### WHAT IS EXPECTED:
Where the data below has the string "shorts", return the whole line.

### ENTRIES SHOWN:
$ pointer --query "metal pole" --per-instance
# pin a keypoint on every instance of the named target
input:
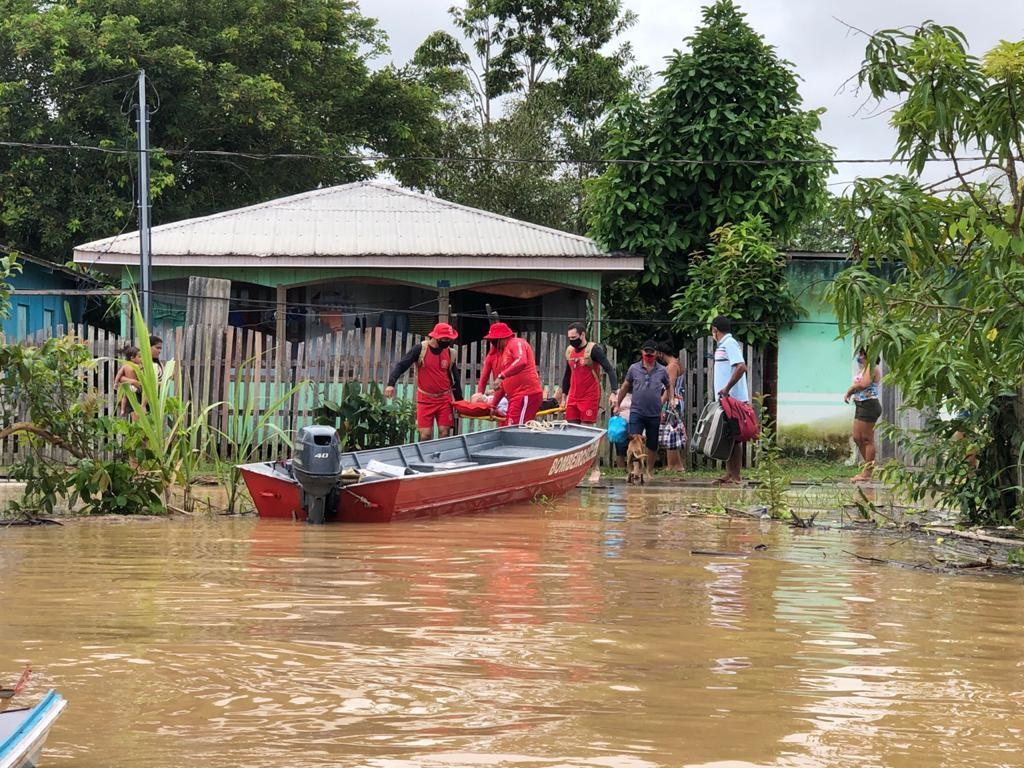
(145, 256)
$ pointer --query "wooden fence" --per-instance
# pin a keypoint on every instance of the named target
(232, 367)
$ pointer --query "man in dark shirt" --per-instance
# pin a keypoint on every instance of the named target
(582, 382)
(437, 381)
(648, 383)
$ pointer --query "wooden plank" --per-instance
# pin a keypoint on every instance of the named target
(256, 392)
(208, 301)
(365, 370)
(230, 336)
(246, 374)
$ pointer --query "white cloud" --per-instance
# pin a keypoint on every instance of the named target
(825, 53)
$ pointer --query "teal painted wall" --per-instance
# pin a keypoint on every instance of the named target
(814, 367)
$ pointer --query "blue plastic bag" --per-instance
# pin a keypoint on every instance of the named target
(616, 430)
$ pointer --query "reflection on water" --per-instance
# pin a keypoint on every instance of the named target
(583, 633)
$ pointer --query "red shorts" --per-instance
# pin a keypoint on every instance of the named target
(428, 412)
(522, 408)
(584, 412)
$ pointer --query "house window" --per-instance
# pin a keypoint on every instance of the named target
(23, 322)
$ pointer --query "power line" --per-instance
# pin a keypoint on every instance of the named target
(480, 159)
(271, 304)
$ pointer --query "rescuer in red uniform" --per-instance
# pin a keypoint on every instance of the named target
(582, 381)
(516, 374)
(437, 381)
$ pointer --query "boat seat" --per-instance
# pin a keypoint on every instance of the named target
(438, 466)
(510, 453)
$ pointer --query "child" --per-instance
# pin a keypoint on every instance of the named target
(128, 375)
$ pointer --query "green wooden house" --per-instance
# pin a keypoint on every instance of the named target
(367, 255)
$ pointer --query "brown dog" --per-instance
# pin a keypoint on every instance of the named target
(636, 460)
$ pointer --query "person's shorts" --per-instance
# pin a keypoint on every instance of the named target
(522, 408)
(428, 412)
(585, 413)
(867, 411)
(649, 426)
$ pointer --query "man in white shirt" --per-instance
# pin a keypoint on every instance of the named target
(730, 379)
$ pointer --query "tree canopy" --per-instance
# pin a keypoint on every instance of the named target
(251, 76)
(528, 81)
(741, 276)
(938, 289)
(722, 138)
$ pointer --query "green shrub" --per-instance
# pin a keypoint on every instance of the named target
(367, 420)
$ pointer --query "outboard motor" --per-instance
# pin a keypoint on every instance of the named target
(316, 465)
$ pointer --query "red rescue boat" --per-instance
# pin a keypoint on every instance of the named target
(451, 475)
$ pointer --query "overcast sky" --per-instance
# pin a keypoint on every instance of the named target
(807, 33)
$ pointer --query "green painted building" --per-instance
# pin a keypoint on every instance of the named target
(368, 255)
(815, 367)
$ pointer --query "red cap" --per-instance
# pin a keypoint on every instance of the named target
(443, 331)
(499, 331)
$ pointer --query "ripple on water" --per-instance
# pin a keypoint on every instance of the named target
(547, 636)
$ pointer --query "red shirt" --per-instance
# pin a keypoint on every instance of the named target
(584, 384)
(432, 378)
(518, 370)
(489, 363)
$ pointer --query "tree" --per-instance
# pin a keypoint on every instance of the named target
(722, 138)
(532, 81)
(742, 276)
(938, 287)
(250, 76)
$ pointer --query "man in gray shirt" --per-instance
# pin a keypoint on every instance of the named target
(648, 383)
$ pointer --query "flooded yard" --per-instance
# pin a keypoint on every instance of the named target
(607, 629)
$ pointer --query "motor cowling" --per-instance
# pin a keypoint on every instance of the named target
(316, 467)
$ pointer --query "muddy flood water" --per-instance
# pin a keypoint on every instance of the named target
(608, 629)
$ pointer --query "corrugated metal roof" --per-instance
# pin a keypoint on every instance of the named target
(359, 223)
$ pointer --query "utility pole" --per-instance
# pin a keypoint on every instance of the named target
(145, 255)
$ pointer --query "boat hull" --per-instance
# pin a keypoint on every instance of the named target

### ANSWER TO THIS EXERCISE:
$ pointer --query "red shorts" --per-instance
$ pointer --query "person's shorts" --per-instance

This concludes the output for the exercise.